Directions. Pull out every line of the records below that contains the string "ocean". Case counts.

/---

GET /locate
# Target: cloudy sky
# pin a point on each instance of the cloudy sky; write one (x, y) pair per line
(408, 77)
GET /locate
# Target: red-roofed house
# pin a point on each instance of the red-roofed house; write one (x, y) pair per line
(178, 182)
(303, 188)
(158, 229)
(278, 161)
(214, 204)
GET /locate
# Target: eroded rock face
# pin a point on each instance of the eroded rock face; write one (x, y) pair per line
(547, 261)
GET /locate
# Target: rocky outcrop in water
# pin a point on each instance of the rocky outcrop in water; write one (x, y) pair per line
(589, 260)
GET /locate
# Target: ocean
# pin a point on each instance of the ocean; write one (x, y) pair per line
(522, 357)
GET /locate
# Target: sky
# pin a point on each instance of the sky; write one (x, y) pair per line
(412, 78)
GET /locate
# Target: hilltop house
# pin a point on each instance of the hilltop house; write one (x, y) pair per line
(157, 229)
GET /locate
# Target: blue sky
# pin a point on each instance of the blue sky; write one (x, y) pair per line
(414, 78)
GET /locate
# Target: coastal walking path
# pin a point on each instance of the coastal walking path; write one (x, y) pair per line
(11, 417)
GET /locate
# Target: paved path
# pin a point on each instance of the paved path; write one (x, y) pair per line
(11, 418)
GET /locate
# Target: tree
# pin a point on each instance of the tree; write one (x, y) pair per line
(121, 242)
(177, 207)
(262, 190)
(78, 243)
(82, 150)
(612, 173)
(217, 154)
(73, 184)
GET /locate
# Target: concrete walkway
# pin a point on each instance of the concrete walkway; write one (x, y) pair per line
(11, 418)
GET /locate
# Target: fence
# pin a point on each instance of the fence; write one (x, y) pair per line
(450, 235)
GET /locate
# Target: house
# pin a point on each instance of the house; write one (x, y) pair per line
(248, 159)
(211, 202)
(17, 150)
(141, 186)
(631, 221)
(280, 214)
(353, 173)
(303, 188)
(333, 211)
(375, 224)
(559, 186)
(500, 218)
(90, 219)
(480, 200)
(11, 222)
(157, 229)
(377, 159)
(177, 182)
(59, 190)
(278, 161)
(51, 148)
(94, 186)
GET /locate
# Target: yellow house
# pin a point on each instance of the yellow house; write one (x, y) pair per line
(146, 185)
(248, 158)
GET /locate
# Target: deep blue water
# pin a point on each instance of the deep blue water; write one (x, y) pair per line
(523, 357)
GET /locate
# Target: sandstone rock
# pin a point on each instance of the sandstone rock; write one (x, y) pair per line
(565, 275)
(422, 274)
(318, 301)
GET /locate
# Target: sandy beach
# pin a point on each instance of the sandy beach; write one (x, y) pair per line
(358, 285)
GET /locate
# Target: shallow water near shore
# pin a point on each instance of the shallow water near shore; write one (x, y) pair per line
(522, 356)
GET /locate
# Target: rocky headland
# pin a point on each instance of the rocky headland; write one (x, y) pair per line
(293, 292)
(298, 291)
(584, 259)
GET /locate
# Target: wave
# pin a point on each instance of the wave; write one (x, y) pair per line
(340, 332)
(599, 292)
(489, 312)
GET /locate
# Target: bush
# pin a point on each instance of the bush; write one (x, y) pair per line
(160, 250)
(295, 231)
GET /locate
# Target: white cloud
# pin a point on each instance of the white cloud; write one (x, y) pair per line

\---

Solution for this exercise.
# Target: ocean
# pin a point on each instance of the ocean; write one (x, y) pair per line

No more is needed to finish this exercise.